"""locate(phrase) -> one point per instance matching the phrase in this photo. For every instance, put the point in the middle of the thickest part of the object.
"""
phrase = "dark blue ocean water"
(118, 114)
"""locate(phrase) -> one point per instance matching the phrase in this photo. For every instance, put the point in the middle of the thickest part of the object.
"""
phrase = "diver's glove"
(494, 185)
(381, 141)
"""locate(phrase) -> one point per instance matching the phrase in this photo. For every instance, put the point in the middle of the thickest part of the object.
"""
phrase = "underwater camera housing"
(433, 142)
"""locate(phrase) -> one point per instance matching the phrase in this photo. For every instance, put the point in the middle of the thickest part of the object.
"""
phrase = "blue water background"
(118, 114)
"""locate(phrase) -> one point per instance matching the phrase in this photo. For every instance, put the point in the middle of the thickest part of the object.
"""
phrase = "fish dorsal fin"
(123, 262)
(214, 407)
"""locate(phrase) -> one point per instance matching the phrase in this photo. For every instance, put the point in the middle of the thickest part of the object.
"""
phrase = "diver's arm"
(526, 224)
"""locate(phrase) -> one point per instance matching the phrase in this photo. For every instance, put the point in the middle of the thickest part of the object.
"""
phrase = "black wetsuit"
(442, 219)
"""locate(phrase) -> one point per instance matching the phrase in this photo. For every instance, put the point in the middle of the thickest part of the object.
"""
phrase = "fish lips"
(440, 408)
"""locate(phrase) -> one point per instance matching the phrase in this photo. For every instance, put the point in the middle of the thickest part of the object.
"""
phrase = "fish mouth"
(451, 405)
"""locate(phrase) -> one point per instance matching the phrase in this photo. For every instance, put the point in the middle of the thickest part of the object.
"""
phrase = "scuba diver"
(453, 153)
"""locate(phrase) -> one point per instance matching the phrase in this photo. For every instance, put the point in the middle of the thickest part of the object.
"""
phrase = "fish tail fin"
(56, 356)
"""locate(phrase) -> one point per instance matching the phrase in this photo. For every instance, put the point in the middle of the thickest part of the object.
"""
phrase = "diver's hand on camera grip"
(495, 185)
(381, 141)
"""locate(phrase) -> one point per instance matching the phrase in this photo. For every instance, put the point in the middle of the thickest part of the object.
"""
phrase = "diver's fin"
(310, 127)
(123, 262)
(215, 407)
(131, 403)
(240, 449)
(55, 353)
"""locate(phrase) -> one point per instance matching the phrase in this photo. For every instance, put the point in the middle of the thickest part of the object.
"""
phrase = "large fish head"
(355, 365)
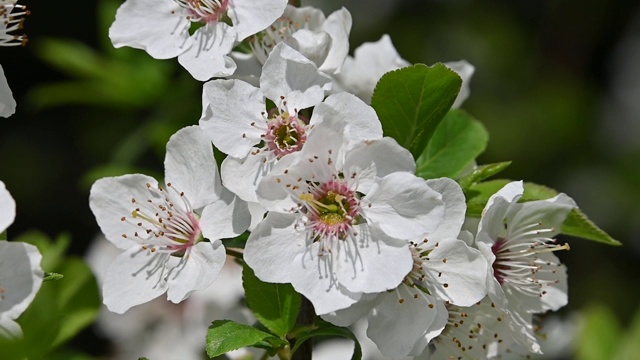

■ Goal of the exercise
The pictures should be dropped, and every line above should be set down again exactly.

■ Task output
"""locate(phrase) -> one point per instance matching the phrase in this photo. For every instance, put the point in the middle of the thickest part of the object.
"""
phrase = "dark blue ocean water"
(118, 114)
"""locate(phrase) -> one point per instance matching the phrase in this photo. For every instance, put the point in the middle of the thickest part of the object.
"""
phrase = "diver's glove"
(494, 185)
(381, 141)
"""locate(phrase) -> one point per instance matching the phrase in this photo. For every instance, put the point in the middle of the thickest part of the object.
"""
phrase = "underwater camera housing"
(433, 142)
"""locate(phrase) -> one point per instance matching the phrase in this photo. For every instance, put the point in the middle of the thickest part of the object.
"""
phrase = "blue water background"
(118, 114)
"""locate(phrase) -> one point per instance matching the phrase in this photo. For every instance, put the point in the middle of the thickest part of the object.
"""
phrase = "fish dorsal fin"
(123, 262)
(214, 407)
"""locate(phrase) -> one point per instance matching the phrase in this photo. For every instance, put the point in the middle of the thickest part of the object.
"""
phrase = "diver's arm"
(526, 224)
"""locate(phrase) -> one point per instance matching the phrase in this photo. For every instance, put the point in the middle of the thickest part of the object.
"""
phrase = "black wetsuit"
(442, 219)
"""locate(phrase) -> one point per instance matching the phrase in this photo. For every instance, put the point in the middle of the thickest part of the object.
"""
phrase = "fish lips"
(440, 408)
"""locate(phrase) -> one point per instance matching the phrase in this photo. For every instance, put the point in the middle of the thickest part of the object.
"""
phrase = "fish mouth"
(451, 405)
"""locate(phrase) -> one point per instance matching the phrase in this photo. For every instance, put the point in the middle of the thickest part of the object.
"""
phrase = "scuba diver"
(453, 153)
"""locate(phrase) -> one point per instance matching the phrase in this photo. For every instance, put the point in the middle of the thickest part of the object.
"""
phrase = "fish tail fin"
(56, 356)
"""locate(phrase) -> one point per instance matching the phrase in this photo. For every instance, put the point in the middle of the thickest part of the object.
"""
phrase = "diver's hand on camera grip"
(495, 185)
(381, 141)
"""locate(phrase) -> one point per instance matching the phrase in this photo. For every instance, put the point in the middle of the thickest part of the object.
"""
phrase = "diver's fin"
(310, 127)
(123, 262)
(215, 407)
(131, 403)
(240, 449)
(55, 353)
"""locate(phrase) -> one point per instance matching the phrase in this photo. For every instance, put the point in the middle of the thickest part of the object.
"""
phrase = "large fish head"
(355, 365)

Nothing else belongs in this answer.